# WORK INSTRUCTION
Check each line of the data, and copy those where "below" appears.

# GIVEN ENTRIES
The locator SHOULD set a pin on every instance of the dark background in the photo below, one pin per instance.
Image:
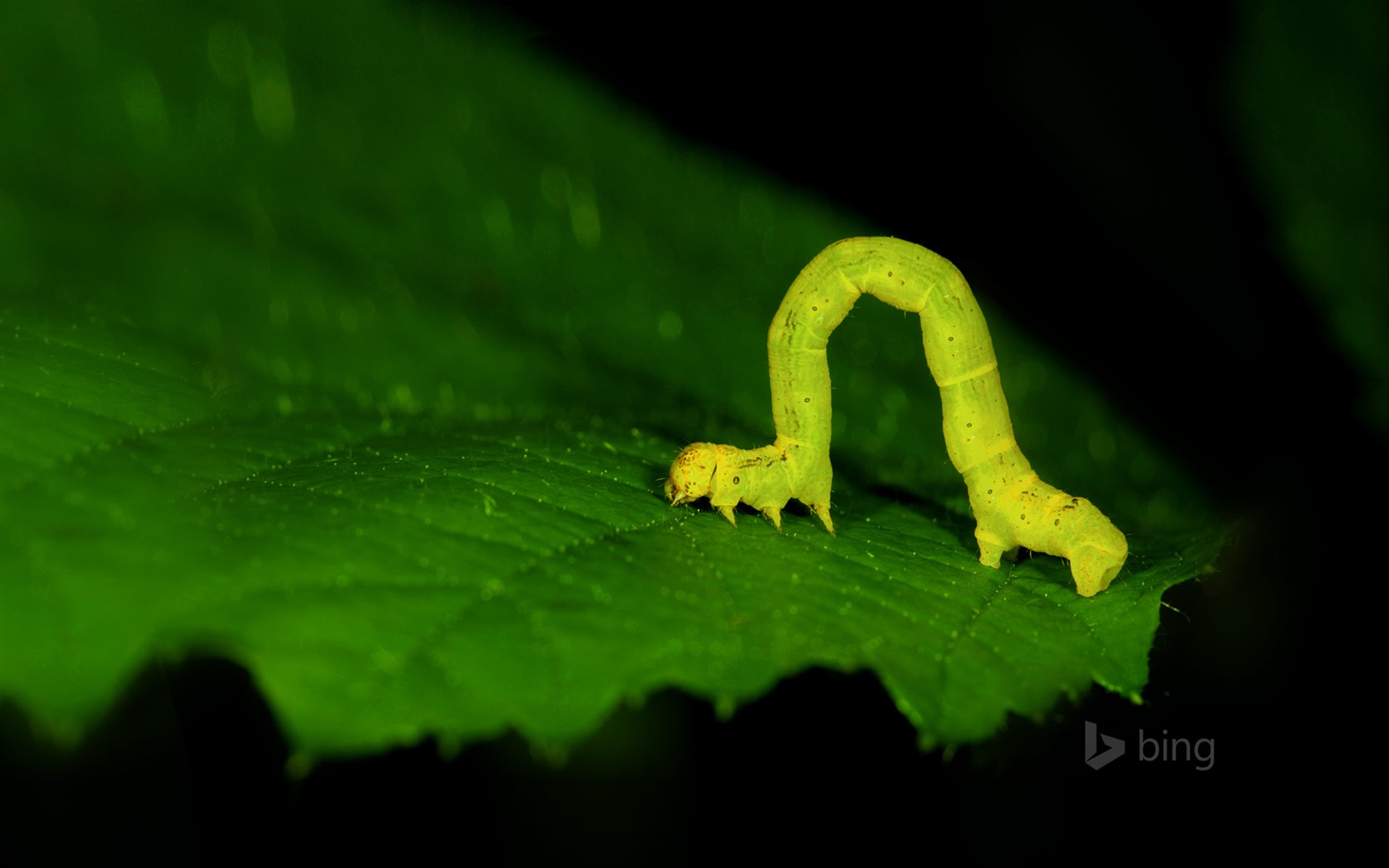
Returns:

---

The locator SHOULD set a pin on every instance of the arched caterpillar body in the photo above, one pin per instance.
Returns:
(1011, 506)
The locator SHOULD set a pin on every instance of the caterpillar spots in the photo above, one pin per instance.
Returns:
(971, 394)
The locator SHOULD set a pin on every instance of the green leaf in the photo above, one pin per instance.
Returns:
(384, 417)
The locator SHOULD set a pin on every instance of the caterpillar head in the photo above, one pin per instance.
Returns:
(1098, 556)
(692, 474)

...

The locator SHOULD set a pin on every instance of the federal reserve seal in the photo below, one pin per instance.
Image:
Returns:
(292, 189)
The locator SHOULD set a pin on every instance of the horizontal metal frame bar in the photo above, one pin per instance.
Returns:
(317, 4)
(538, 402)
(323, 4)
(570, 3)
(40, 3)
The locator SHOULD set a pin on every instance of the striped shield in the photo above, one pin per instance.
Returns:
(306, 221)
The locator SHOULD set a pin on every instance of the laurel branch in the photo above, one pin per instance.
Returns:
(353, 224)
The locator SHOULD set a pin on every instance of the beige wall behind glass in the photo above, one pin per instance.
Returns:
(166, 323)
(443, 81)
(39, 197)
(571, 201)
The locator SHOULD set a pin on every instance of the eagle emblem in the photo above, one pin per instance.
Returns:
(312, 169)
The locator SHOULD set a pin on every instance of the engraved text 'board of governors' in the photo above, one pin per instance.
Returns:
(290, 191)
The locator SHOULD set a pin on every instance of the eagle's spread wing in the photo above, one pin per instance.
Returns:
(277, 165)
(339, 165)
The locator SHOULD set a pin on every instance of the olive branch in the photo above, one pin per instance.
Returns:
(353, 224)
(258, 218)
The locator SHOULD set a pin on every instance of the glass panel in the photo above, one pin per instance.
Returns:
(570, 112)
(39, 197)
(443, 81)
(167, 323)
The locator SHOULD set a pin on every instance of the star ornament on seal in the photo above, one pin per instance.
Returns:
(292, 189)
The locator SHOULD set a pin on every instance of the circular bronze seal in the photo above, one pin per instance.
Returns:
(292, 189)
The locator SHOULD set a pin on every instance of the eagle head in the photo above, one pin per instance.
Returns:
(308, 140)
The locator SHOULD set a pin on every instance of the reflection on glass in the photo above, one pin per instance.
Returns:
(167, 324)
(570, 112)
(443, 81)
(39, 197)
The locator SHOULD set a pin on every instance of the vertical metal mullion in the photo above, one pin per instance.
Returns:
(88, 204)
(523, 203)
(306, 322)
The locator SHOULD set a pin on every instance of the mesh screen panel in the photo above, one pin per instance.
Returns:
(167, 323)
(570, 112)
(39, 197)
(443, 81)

# RESULT OF THE TASK
The locator SHOULD set a pin on every instance of the dark background in the photo below, one pin per instance.
The locator SHOULD set a pin on every instance of the federal reserve seal in the photo below, one pin per instance.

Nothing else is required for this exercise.